▸ What is being asked
Render the stretch of items from the line containing "Check the frame shown here and identify where the dealer" through the line containing "[355,278,392,350]" as a Markdown table with the columns Row and Line, one numbered row per line and no rows for blank lines. Include only that stretch.

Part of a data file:
--- --- ---

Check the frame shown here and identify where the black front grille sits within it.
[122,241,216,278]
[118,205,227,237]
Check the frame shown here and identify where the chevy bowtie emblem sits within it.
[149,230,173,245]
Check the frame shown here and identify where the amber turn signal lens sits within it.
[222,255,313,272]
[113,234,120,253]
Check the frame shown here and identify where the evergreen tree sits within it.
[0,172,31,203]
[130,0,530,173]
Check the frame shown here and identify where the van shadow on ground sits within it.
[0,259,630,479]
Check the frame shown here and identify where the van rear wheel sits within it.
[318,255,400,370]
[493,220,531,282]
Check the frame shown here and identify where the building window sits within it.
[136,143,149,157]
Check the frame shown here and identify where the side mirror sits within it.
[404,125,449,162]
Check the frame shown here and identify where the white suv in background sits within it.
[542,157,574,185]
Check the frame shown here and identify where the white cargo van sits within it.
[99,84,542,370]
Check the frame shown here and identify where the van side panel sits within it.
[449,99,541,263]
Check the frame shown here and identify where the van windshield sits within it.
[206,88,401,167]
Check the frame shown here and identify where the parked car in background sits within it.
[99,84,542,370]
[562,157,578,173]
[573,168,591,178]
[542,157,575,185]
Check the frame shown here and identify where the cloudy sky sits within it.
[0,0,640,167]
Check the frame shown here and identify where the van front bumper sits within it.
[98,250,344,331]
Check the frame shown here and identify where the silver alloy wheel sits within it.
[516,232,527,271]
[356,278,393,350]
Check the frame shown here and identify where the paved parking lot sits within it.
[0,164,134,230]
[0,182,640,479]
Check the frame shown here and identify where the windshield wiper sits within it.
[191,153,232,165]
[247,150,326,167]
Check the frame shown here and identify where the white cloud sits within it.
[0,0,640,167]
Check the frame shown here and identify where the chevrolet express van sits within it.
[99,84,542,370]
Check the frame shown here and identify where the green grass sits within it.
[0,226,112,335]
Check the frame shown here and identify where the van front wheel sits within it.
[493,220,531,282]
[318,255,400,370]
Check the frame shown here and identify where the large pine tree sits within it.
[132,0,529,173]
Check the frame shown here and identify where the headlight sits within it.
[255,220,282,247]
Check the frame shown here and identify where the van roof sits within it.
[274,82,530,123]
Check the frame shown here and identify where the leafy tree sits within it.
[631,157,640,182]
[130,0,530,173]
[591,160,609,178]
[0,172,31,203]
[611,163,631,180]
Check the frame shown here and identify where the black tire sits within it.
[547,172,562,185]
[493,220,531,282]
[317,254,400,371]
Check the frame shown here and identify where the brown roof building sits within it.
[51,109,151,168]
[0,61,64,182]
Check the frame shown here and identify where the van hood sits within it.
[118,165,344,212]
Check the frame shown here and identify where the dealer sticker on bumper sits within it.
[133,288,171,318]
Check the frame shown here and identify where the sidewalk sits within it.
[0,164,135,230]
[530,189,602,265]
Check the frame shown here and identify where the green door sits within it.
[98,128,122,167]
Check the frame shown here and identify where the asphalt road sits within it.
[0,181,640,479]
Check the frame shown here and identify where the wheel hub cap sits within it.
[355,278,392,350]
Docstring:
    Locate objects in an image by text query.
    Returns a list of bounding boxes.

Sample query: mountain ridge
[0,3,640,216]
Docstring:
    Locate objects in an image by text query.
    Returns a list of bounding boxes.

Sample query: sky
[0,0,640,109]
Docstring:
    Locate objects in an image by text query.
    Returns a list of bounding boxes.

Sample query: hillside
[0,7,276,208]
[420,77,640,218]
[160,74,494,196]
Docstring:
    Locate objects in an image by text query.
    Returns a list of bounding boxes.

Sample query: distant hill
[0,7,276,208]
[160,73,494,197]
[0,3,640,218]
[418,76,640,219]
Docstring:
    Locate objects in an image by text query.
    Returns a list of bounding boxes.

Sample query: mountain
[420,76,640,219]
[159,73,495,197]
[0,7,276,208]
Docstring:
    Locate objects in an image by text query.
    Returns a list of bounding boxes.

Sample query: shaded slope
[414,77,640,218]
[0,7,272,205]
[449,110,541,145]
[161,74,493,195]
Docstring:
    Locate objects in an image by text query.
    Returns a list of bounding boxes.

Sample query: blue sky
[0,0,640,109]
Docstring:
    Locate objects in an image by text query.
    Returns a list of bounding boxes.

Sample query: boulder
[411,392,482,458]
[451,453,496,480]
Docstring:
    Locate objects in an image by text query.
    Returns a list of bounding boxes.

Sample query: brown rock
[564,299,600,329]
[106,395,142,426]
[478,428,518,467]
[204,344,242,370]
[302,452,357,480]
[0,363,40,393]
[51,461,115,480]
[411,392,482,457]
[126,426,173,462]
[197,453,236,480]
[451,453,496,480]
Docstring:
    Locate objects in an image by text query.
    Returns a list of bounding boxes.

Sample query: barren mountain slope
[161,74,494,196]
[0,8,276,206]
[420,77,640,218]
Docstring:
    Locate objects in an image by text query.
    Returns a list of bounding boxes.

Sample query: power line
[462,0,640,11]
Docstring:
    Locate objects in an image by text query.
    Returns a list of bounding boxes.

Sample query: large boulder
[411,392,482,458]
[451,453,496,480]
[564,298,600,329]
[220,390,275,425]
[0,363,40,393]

--- --- ---

▸ Answer in full
| Row | Line |
|---|---|
| 1 | Check the frame shown here and identify where the dealer sticker on bumper sits within it. |
| 2 | [133,288,171,318] |
| 3 | Check the frame shown here and identify where the sidewalk sits within it. |
| 4 | [0,164,135,230] |
| 5 | [530,189,602,265] |
| 6 | Check the frame shown here and identify where the green door sits within it. |
| 7 | [98,128,122,167] |
| 8 | Check the frame shown here and identify where the asphalt road sits within it. |
| 9 | [0,181,640,479] |
| 10 | Check the frame shown here and identify where the wheel hub cap sits within it. |
| 11 | [355,278,392,350] |